▶ [EXERCISE AIM]
Exactness is required throughout. Return every record once more.

--- INPUT MATERIAL Enclosed Below ---

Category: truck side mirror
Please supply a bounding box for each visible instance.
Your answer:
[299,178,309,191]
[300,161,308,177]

--- End of Enclosed INPUT MATERIAL ---

▶ [COMPLETED EXERCISE]
Category: truck side mirror
Please supply a bounding box for each visible instance.
Your answer:
[299,178,309,191]
[300,161,308,177]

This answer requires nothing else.